▸ **Problem details**
Below is a block of records; return all of them exactly, but without the images.

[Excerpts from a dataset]
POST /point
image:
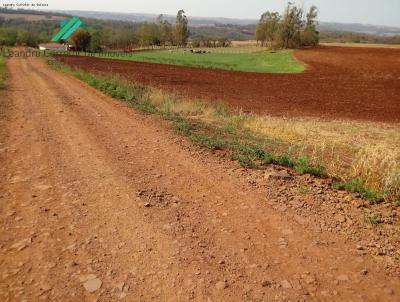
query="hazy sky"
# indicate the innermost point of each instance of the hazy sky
(380, 12)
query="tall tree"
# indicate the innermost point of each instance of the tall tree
(310, 36)
(181, 32)
(292, 24)
(268, 27)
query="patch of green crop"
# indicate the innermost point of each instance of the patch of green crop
(252, 61)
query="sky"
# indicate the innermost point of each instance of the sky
(377, 12)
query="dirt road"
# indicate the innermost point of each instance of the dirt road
(340, 83)
(101, 203)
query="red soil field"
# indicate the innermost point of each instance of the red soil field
(339, 83)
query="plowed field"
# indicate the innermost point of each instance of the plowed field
(340, 83)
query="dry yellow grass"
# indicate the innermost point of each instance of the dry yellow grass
(347, 149)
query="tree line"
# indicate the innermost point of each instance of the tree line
(101, 35)
(293, 29)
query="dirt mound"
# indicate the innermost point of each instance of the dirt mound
(349, 83)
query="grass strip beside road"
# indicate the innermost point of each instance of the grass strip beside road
(217, 128)
(2, 72)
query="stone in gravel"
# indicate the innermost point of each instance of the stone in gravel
(278, 175)
(364, 272)
(43, 187)
(92, 285)
(389, 291)
(221, 285)
(286, 284)
(266, 283)
(342, 278)
(19, 246)
(120, 285)
(340, 218)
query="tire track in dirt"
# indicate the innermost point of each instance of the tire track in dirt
(340, 83)
(102, 190)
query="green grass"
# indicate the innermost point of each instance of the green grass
(2, 72)
(251, 61)
(358, 186)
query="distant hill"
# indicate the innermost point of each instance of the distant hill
(215, 21)
(230, 28)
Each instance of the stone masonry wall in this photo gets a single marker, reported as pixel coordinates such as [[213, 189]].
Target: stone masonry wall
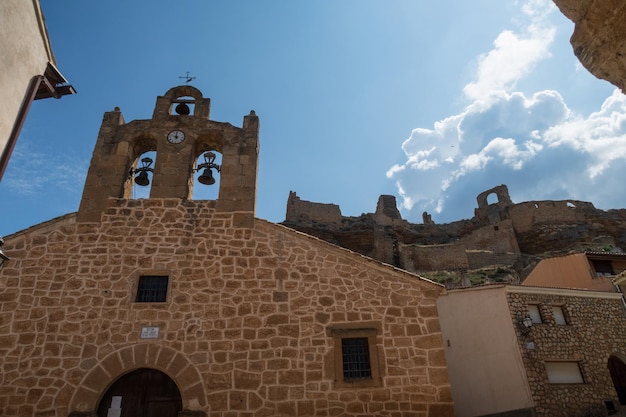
[[596, 329], [245, 328]]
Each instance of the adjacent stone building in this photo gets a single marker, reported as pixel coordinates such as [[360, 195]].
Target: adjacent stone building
[[168, 306], [531, 351]]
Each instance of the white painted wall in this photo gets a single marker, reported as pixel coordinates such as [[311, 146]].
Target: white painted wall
[[24, 53], [484, 363]]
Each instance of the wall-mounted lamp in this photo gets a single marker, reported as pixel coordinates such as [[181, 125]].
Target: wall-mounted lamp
[[206, 177], [141, 177], [3, 256], [527, 322]]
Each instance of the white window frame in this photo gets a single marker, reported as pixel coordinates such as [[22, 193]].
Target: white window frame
[[559, 315], [564, 372], [535, 313]]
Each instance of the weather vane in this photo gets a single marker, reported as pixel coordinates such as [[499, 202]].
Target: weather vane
[[187, 78]]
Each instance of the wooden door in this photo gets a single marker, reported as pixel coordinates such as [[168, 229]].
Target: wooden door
[[144, 393]]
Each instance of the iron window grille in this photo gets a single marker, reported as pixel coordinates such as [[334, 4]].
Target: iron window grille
[[152, 289], [356, 358]]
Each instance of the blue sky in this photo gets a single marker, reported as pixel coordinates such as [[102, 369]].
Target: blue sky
[[433, 102]]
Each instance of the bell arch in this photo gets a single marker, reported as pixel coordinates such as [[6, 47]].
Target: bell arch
[[142, 161], [176, 365], [181, 94]]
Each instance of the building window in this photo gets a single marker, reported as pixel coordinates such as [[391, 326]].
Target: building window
[[559, 315], [355, 356], [564, 372], [535, 313], [602, 267], [152, 289]]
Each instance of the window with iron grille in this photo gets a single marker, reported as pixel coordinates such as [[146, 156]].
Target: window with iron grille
[[356, 358], [152, 289]]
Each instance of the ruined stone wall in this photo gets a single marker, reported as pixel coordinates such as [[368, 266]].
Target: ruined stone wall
[[596, 329], [486, 246], [526, 215], [418, 258], [477, 259], [246, 329], [308, 212]]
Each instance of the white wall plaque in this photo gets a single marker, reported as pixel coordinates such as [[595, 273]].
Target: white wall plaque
[[149, 332]]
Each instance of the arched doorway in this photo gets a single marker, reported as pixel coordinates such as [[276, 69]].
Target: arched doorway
[[617, 369], [142, 393]]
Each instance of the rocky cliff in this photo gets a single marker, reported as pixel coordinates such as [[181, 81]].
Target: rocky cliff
[[599, 36]]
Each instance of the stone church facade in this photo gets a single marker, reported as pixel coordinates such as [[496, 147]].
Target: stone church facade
[[169, 306]]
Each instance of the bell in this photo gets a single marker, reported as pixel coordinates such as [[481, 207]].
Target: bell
[[207, 177], [142, 179], [182, 109]]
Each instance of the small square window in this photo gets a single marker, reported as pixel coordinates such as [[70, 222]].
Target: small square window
[[559, 315], [534, 313], [356, 358], [152, 289], [564, 373]]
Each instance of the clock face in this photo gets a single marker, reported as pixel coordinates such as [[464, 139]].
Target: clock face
[[176, 136]]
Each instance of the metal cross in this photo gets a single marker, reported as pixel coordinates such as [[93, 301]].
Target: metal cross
[[187, 78]]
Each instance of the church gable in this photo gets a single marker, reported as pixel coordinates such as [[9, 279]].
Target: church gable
[[221, 314]]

▸ **Exercise solution**
POST /point
image:
query="hazy sky"
# indicate the innermost point of each instance of the hazy sky
(380, 12)
query="tall tree"
# indicate the innermost point of each instance of the tall tree
(310, 36)
(181, 32)
(292, 24)
(268, 27)
query="patch of green crop"
# indicate the innermost point of each instance of the patch of green crop
(252, 61)
query="sky"
# indicate the innermost point of each instance of the sky
(377, 12)
query="dirt road"
# indicate the innermost point of each instance of the dirt road
(340, 83)
(101, 203)
query="red soil field"
# indicate the innermost point of each instance of the red soil field
(339, 83)
query="plowed field"
# indicate the innermost point of each instance of the plowed field
(340, 83)
query="dry yellow grass"
# indicate the innermost point of each instance of the dry yellow grass
(347, 149)
query="tree line"
# indicate the innermost point of each instance of the tree line
(101, 35)
(293, 29)
query="dirt mound"
# indicate the innermost point of each instance of the dirt mound
(349, 83)
query="grass strip beside road"
# indicate the innermost point of each instance of the grass strip beside road
(217, 128)
(2, 72)
query="stone in gravel"
# indicate the innermost point of each instance of the stone in gravel
(278, 175)
(364, 272)
(43, 187)
(92, 285)
(389, 291)
(221, 285)
(286, 284)
(266, 283)
(342, 278)
(19, 246)
(120, 285)
(340, 218)
query="tire track in dirt"
# indicate the innermost point of each instance of the tire track in dirt
(340, 83)
(102, 190)
query="green grass"
# indicate the innermost point of each instance of the green grass
(2, 72)
(251, 61)
(358, 186)
query="distant hill"
# indicate the innermost point of each instance of the distant hill
(215, 21)
(230, 28)
Each instance of the stone masonry wall in this photo gets a single marker, reported as pixel coordinates such as [[213, 189]].
Target: stone masonry wall
[[596, 329], [245, 328]]
Each instance of the adjacent stone building in this photo gets a single marker, reported as pixel coordinates such as [[360, 195]].
Target: adjacent stone building
[[168, 306], [531, 351]]
Each instance of the white painted wall in this photo gets a single marker, reported as pixel coordinates such as [[311, 146]].
Target: white painted wall
[[24, 53], [484, 363]]
Each instance of the wall-mounted lamp in this photo gets a single marker, reported as pixel coordinates such as [[181, 125]].
Target: wall-mounted lamp
[[206, 177], [141, 177], [3, 256], [527, 322]]
Each instance of the white window frame in this photo gets a single marker, reported as pixel coordinates such as [[22, 193]].
Target: white window frame
[[559, 315], [564, 372], [535, 313]]
Each instance of the weather vane in this photo gets a single marker, reported as pixel coordinates such as [[499, 202]].
Target: weather vane
[[187, 78]]
Each instance of the wooden door in this photo gets a single marker, reported as pixel coordinates such as [[168, 229]].
Target: wooden door
[[144, 393]]
Each instance of the iron window grille in this photo gets a single marker, reported as pixel coordinates such as [[334, 4]].
Target: iron window grille
[[152, 289], [356, 358]]
Each instance of the blue sky in this photo gets a single marker, reported as pixel coordinates such as [[102, 369]].
Target: blue sky
[[433, 102]]
Each instance of the bell arch in this photo gets a single marker, reported as pixel coordinates such as [[6, 47]].
Target: bell arch
[[142, 161], [176, 365], [181, 94]]
Each instance of the building window in this photo gets a single marker, reported as pixel coordinates such as [[391, 326]].
Target: building window
[[559, 315], [355, 356], [564, 372], [535, 313], [602, 267], [152, 289]]
Each instance of the window with iron grille in this photo gets a single marker, reported as pixel coordinates such as [[146, 156]].
Target: window with iron grille
[[356, 358], [152, 289]]
Each instance of the ruined stone wall in this photo gets a single marker, reported as pixel coordinates such as [[368, 266]].
Target: ruined stone wall
[[596, 329], [486, 246], [526, 215], [418, 258], [477, 259], [246, 329], [308, 212]]
Each instance of the white wall plaque in this photo gets a single marker, reported as pixel coordinates such as [[595, 273]].
Target: white wall plaque
[[149, 332]]
Each instance of the arched doorway in this photo gets a single marker, reported as pixel coordinates such as [[276, 69]].
Target: arched doorway
[[617, 369], [142, 393]]
Each instance of the rocky cliff in this photo gets a single marker, reported as pixel coordinates such as [[181, 81]].
Target: rocky cliff
[[599, 36]]
Each instance of the stone church facade in this photo gets a single marker, reported as pixel coordinates such as [[496, 147]].
Target: stone church facade
[[169, 306]]
Each instance of the bell in this photo gets a single marker, reported as pixel coordinates such as [[481, 207]].
Target: bell
[[207, 177], [142, 179], [182, 109]]
Each instance of the small square window in this photo gets a single marker, reported as pixel coordinates such as [[70, 222]].
Target: small square window
[[559, 315], [534, 313], [356, 358], [152, 289], [564, 373]]
Each instance of the clock face in this photo gets a single marker, reported as pixel coordinates such as [[464, 139]].
Target: clock face
[[176, 136]]
Each instance of the metal cross in this photo gets a single marker, reported as pixel coordinates such as [[93, 301]].
Target: metal cross
[[187, 78]]
Each instance of the church gable in this photo gets a single marker, reported as pixel coordinates such as [[9, 279]].
Target: church gable
[[221, 314]]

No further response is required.